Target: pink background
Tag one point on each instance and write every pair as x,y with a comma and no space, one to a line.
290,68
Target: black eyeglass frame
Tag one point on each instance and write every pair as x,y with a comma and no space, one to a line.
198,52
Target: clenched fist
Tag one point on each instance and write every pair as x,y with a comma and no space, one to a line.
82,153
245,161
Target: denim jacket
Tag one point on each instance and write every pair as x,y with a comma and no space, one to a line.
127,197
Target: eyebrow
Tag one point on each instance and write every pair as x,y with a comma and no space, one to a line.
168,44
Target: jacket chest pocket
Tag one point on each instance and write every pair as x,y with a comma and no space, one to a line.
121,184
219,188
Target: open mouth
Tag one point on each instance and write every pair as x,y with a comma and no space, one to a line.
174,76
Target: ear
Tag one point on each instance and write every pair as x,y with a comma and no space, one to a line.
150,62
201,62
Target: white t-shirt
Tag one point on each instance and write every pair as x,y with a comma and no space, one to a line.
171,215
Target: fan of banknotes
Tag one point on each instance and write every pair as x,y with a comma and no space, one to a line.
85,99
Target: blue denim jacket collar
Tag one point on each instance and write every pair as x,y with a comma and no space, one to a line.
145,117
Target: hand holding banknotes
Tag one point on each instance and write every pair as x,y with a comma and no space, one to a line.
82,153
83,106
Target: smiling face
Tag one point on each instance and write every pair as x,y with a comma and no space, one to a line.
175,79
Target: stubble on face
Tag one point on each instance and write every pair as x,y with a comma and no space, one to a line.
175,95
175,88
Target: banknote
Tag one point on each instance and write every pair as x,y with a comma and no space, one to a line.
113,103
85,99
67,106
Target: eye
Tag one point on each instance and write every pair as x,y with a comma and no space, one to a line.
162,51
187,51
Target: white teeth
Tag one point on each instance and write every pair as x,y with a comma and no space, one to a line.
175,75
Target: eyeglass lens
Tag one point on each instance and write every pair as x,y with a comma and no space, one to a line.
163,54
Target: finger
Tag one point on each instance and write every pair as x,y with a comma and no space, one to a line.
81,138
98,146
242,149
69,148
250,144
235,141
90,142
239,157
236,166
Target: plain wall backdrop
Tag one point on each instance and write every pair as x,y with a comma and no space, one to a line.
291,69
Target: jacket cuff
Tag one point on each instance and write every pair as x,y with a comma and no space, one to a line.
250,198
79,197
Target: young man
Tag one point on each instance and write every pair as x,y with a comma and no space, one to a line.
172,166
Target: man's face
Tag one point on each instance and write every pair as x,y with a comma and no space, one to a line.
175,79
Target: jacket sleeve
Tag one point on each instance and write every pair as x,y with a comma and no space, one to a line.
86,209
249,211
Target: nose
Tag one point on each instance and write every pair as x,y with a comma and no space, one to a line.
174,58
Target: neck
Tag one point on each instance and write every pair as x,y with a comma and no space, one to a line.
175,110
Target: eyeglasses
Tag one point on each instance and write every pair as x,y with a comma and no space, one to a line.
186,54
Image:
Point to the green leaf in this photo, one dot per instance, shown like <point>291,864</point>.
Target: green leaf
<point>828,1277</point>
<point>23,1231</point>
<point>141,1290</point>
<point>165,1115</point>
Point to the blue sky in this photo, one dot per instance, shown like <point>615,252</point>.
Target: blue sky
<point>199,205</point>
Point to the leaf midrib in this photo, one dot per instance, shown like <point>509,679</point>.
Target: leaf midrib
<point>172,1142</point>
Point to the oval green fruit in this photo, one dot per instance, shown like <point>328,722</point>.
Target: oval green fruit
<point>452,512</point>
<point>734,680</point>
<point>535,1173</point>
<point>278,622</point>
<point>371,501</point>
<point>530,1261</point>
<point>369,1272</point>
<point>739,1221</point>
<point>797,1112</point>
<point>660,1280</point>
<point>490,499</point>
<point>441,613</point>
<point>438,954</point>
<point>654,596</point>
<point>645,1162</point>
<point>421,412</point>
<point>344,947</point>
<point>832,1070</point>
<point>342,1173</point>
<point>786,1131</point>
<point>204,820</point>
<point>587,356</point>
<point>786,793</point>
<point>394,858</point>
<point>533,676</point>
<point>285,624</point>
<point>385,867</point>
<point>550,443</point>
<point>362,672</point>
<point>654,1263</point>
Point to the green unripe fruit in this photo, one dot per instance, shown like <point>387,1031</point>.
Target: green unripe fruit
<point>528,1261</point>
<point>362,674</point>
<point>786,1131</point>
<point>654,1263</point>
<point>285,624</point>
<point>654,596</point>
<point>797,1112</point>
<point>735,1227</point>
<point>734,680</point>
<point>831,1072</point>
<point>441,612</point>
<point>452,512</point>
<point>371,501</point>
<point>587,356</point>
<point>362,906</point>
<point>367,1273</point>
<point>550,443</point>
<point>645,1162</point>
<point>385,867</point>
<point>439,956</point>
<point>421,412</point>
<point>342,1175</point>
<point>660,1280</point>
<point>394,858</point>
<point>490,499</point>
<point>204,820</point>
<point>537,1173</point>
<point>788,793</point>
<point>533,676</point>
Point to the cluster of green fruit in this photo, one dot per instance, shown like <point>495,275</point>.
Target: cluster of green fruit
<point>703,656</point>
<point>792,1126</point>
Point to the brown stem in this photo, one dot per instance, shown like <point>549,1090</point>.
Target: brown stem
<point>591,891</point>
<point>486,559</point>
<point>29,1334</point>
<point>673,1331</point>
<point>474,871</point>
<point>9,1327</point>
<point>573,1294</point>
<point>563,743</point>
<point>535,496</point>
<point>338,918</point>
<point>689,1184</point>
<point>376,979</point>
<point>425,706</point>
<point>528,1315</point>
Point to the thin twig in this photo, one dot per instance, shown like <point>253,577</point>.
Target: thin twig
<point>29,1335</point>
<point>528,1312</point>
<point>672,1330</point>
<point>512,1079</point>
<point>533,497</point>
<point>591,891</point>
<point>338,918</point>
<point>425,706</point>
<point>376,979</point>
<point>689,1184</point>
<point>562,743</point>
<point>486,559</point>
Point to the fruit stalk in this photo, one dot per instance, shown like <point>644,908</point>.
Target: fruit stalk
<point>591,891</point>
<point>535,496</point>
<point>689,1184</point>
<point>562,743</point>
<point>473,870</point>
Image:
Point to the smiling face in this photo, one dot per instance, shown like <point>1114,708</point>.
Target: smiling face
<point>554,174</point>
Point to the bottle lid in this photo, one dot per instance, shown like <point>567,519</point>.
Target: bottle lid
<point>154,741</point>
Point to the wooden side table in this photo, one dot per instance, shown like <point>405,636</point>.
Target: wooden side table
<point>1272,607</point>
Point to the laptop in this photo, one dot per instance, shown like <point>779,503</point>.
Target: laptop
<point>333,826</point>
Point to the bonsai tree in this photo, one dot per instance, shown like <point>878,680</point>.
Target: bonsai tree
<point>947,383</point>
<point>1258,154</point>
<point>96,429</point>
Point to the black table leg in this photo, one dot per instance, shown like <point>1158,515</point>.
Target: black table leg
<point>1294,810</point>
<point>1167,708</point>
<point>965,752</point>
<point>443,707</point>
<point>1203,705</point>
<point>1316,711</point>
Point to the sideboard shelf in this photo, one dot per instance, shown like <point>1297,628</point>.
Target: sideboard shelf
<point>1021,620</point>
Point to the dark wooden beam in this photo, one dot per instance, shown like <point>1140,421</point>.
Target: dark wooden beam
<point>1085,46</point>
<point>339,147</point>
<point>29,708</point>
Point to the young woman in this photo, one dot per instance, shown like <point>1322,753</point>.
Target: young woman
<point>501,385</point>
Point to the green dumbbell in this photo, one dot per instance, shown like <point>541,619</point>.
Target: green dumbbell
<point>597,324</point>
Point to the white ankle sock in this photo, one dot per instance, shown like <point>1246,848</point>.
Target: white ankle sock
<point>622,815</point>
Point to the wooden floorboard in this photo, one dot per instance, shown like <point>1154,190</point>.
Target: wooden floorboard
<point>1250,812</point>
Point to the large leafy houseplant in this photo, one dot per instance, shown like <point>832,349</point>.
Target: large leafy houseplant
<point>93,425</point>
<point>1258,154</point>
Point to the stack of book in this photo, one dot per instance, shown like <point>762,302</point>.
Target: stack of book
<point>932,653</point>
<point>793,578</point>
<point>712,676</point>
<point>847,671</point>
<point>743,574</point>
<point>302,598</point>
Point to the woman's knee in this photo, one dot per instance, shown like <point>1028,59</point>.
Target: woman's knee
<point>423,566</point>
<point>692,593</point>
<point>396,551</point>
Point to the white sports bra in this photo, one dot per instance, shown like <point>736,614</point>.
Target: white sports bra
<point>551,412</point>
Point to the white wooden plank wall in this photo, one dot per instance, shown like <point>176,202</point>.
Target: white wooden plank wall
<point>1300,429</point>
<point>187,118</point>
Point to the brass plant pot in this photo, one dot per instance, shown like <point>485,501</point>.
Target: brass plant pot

--

_Task to carry out_:
Reproduce the lines above verbatim, starting at the line that contains "Point to the green dumbbell" and ending after the line that contains "<point>1250,812</point>".

_Answer_:
Point to the green dumbbell in this photo, one dot per instance, shown like <point>541,619</point>.
Target: green dumbbell
<point>597,324</point>
Point to the white ankle sock in this photo, one dot per instance, shown like <point>1246,848</point>.
Target: white ankle sock
<point>622,815</point>
Point to the wooden floorboard in this photo, one dot per instance, shown like <point>1154,190</point>.
Target: wooden floorboard
<point>1250,812</point>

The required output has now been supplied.